Text for analysis –

__________

Pilots’ Lives Defy Glamorous Stereotype
The New York Times, May 17, 2009
Alex Lapointe, a 25-year-old co-pilot for a regional airline, says he routinely
lifts off knowing he has gotten less sleep than he needs. And once or twice a
week, he says, he sees the captain next to him struggling to stay alert.
Neil A. Weston, also 25, went $100,000 into debt to train for a co-pilot’s job
that pays him $25,000 annually. He carries sandwiches in a cooler from his home
in Dubuque, Iowa, bought his first uniform for $400, and holds out hope of
tripling his salary by moving into the captain’s seat, then up to a major
carrier. Assuming, that is, the majors start hiring again.
Capt. Paul Nietz, 58, who recently retired from a regional airline, said his
schedule wore him down and cost him three marriages. His workweek typically
began with a 2:30 a.m. wake-up in northern Michigan and a 6 a.m. flight to his
Chicago home bases. There, he would wait for his first assignment, a noon
departure.
By the time he parked his aircraft at the last gate of the night, he was
exhausted. But he would be due back at work eight hours and 15 minutes later.
“At the very most, if you’re the kind of person that could walk into a hotel
room, strip and lay down, you might get four and a half hours of sleep,” he
said. “And I was very senior. I was one of the fortunate guys.”

__________

Extracted data –
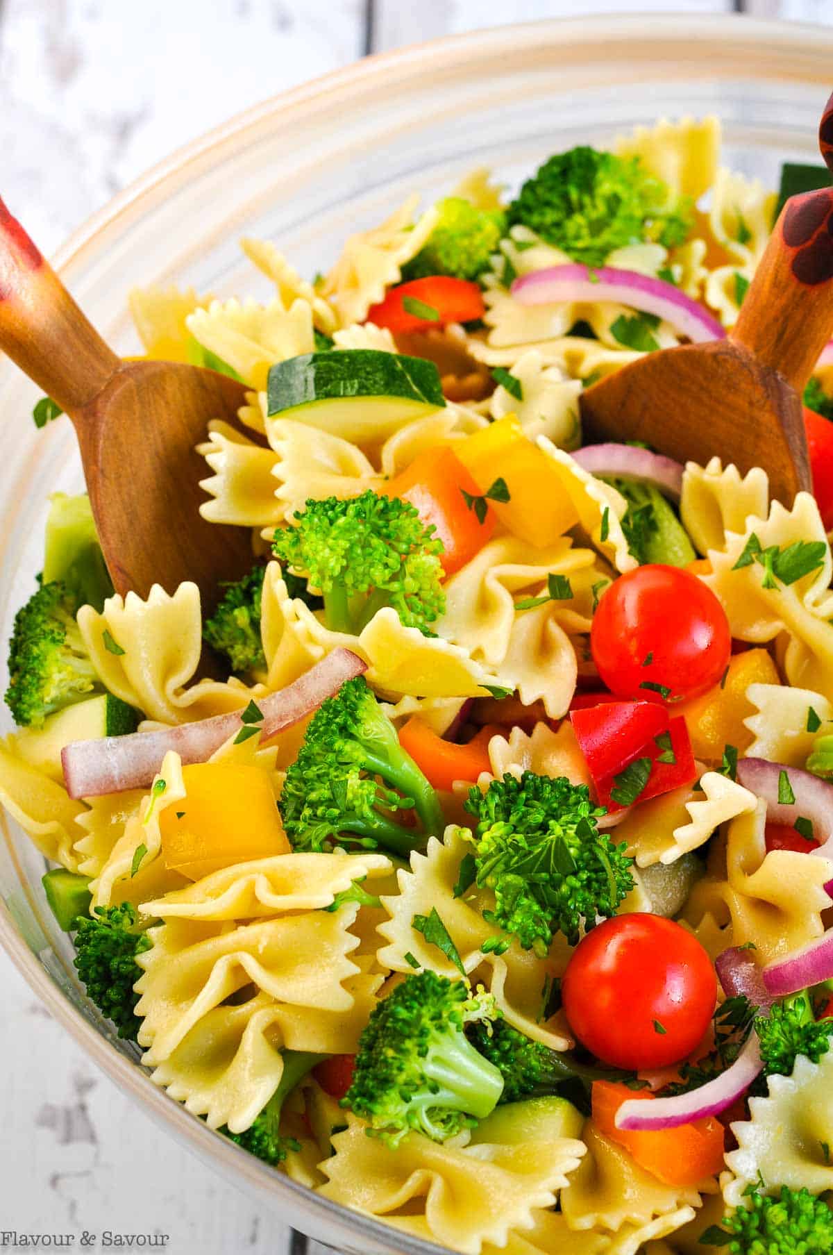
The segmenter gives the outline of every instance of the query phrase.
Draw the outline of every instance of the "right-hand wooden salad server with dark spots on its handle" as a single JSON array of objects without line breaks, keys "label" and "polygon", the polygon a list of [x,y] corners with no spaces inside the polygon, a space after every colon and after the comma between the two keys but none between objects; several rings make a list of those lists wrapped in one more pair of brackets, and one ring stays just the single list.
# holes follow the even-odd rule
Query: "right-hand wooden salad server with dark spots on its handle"
[{"label": "right-hand wooden salad server with dark spots on its handle", "polygon": [[[833,95],[819,127],[833,169]],[[586,435],[645,441],[679,462],[715,454],[769,473],[792,506],[812,489],[802,394],[833,335],[833,187],[784,206],[725,340],[650,353],[581,397]]]}]

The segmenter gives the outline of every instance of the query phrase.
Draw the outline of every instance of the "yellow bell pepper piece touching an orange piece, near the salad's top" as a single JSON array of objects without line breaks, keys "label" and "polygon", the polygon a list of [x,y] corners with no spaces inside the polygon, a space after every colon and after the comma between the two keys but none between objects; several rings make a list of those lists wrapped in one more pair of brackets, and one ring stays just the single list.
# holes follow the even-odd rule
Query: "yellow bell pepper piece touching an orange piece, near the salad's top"
[{"label": "yellow bell pepper piece touching an orange piece, near the salad's top", "polygon": [[523,434],[514,414],[482,432],[454,442],[454,453],[472,472],[480,491],[496,479],[509,489],[506,503],[489,506],[507,531],[543,548],[578,522],[576,507],[553,462]]}]

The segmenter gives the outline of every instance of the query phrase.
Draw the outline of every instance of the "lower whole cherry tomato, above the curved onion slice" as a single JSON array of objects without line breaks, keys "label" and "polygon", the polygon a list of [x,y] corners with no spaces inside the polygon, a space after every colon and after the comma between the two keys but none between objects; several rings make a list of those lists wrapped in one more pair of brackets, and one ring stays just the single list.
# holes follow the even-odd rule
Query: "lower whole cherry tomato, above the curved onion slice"
[{"label": "lower whole cherry tomato, above the curved onion slice", "polygon": [[570,1027],[617,1068],[665,1068],[703,1040],[718,978],[700,943],[660,915],[618,915],[572,953],[561,985]]}]

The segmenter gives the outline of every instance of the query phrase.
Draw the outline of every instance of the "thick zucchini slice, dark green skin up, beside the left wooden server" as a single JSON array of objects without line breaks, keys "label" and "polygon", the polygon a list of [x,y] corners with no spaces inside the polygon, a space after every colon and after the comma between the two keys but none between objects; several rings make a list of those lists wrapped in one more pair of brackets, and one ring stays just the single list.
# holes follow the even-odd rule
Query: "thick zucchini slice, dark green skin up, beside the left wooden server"
[{"label": "thick zucchini slice, dark green skin up, beside the left wooden server", "polygon": [[379,349],[305,353],[279,361],[268,371],[267,399],[270,418],[291,418],[374,444],[445,407],[433,361]]}]

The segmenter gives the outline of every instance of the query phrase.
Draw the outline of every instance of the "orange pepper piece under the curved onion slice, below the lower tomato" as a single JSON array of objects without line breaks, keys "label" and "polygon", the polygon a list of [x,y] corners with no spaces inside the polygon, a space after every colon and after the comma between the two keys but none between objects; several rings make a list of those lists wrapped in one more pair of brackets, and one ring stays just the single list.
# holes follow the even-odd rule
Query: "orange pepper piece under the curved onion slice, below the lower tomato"
[{"label": "orange pepper piece under the curved onion slice, below the lower tomato", "polygon": [[616,1112],[626,1099],[650,1102],[654,1097],[644,1089],[629,1089],[612,1081],[593,1081],[593,1124],[611,1142],[623,1146],[640,1167],[666,1185],[691,1186],[716,1176],[724,1167],[724,1130],[713,1116],[656,1131],[616,1127]]}]

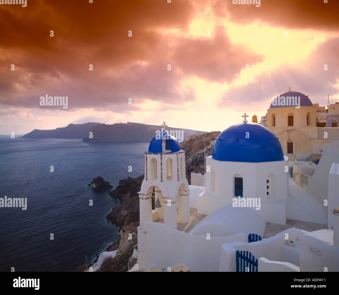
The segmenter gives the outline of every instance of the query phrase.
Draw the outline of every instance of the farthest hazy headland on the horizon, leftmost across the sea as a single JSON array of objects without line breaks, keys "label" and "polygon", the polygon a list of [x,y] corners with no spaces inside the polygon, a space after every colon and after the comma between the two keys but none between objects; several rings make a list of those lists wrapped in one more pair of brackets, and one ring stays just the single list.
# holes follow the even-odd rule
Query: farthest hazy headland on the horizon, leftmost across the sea
[{"label": "farthest hazy headland on the horizon, leftmost across the sea", "polygon": [[34,129],[20,138],[84,138],[88,135],[89,130],[100,124],[88,122],[84,124],[68,124],[66,127],[53,130]]}]

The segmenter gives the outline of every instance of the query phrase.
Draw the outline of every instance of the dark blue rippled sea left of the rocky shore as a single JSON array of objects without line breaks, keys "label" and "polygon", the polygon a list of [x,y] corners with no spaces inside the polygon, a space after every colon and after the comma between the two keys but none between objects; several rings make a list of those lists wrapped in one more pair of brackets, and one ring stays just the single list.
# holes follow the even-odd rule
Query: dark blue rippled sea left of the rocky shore
[{"label": "dark blue rippled sea left of the rocky shore", "polygon": [[74,271],[117,241],[105,216],[118,201],[86,185],[142,175],[148,144],[0,139],[0,198],[27,198],[26,210],[0,208],[0,271]]}]

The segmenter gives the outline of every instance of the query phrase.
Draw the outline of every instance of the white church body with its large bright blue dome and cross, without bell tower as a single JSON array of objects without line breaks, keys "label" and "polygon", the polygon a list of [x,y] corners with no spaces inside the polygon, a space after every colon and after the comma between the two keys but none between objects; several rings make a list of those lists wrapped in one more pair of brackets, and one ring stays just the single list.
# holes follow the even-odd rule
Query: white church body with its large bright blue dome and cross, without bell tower
[{"label": "white church body with its large bright blue dome and cross, without bell tower", "polygon": [[246,119],[228,127],[206,157],[206,190],[197,197],[198,212],[208,215],[235,198],[255,198],[261,207],[251,209],[265,221],[286,224],[286,165],[278,137],[266,127]]}]

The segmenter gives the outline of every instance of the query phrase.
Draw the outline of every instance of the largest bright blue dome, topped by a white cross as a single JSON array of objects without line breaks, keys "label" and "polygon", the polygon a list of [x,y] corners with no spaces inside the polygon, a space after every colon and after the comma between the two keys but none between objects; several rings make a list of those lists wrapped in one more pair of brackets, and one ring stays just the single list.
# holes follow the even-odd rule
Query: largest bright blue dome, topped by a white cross
[{"label": "largest bright blue dome, topped by a white cross", "polygon": [[[249,138],[246,138],[249,132]],[[284,161],[279,139],[257,123],[239,123],[228,127],[216,139],[212,159],[228,162]]]}]

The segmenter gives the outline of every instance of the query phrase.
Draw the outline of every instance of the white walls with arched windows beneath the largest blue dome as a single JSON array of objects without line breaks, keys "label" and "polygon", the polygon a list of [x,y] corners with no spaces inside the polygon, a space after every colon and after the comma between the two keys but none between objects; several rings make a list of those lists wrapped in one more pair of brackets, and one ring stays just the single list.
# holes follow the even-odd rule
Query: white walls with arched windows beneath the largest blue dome
[{"label": "white walls with arched windows beneath the largest blue dome", "polygon": [[[243,163],[222,162],[206,157],[206,165],[215,173],[215,191],[211,190],[211,172],[206,173],[206,191],[198,196],[198,212],[210,214],[216,209],[232,204],[234,196],[234,176],[243,178],[243,197],[260,198],[261,209],[257,210],[267,222],[286,224],[286,199],[288,194],[287,161]],[[267,176],[275,176],[274,198],[267,199]],[[266,203],[267,205],[263,204]]]}]

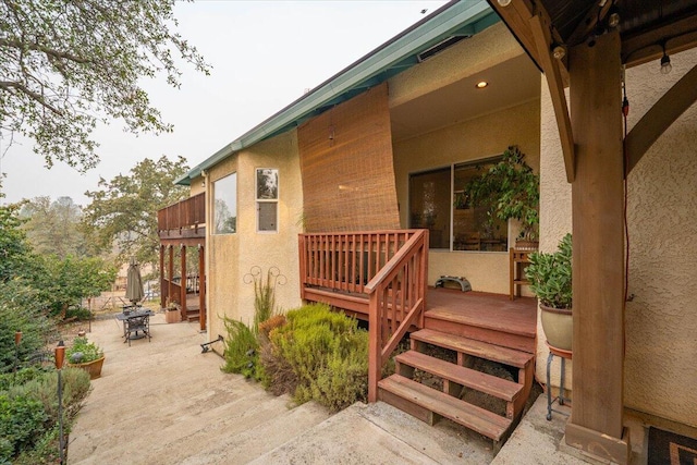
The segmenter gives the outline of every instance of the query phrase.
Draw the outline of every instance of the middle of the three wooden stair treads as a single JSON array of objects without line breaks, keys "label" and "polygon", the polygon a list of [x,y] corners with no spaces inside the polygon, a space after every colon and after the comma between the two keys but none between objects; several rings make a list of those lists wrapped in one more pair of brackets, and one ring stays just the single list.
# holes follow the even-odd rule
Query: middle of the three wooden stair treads
[{"label": "middle of the three wooden stair treads", "polygon": [[502,399],[506,402],[515,401],[523,390],[521,384],[509,381],[508,379],[461,367],[460,365],[451,364],[416,351],[404,352],[398,355],[395,360],[398,364],[427,371],[439,378]]}]

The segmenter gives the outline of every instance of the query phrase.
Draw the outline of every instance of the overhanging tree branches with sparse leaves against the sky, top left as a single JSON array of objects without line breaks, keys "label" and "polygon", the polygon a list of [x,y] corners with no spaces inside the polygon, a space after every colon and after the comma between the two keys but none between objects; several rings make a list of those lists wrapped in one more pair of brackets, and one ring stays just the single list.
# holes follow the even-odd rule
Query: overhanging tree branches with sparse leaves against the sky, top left
[{"label": "overhanging tree branches with sparse leaves against the sky, top left", "polygon": [[179,87],[172,50],[197,71],[208,65],[173,30],[175,0],[0,0],[0,130],[33,138],[34,151],[85,171],[99,157],[97,122],[169,132],[140,87],[164,74]]}]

__________

Problem 1 –
Answer these questions about the article on regional airline pilots.
(a) How much does Neil A. Weston's co-pilot job pay each year?
(b) At what time did Paul Nietz's workweek typically begin with a wake-up?
(c) How often does Alex Lapointe see the captain beside him struggling to stay alert?
Problem 2 –
Using the article on regional airline pilots, explain why Paul Nietz says he might get only about four and a half hours of sleep between shifts.
Problem 3 –
Write the next part of the article on regional airline pilots, picking up after its last sentence.
Nothing in the items is needed for this work.

Answer area 1 –
(a) $25,000.
(b) 2:30 a.m.
(c) Once or twice a week.

Answer area 2 –
After he parked his aircraft at the last gate of the night, he was due back at work eight hours and 15 minutes later. Even a pilot who could walk into a hotel room, strip and lie down right away would get four and a half hours of sleep at the very most.

Answer area 3 –
The National Transportation Safety Board’s inquiry into the Feb. 12 crash of
Continental Connection Flight 3407 outside Buffalo has highlighted the
operations of the nation’s regional airlines, a sector of the aviation industry
that has grown to account for half the country’s airline flights and a quarter
of its passengers.
The details of that world have surprised many Americans — the strikingly low pay
for new pilots; the rigors of flying multiple flights, at lower altitudes and
thus often in worse weather than pilots on longer routes, while scrambling to
get enough sleep; the relative inexperience of pilots at the smaller airlines,
whose training standards are the same, but whose skills may not be.
In hearings last week in Washington, witnesses and safety officials raised
questions of whether the crew of the plane that crashed, killing all 49 people
on board and one on the ground, had been adequately vetted and whether they
might have been hampered by, among other factors, fatigue.
But regardless of whether training, fatigue or the cost-cutting that has hit the
entire industry are ultimately determined to have contributed to the crash of
Flight 3407, interviews with current and former regional pilots make vividly
clear the daily challenges they face.
Peek inside a crew lounge at midnight in Chicago, and one could easily find
every recliner occupied by an off-duty aviator trying to sleep despite the whine
of a janitor’s vacuum cleaner.
In any city with a sizable air hub, a search of Craigslist for the term “crash
pad” will turn up listings for rooms for rent, often for $200 a month or less, a
short drive from an airport, where a dozen or more pilots, unable to afford
hotels, may come and go, barely letting the mattresses cool.
But many regional pilots, paid entry-level wages that are sometimes no better
than a job at McDonald’s, can not afford even a crash pad.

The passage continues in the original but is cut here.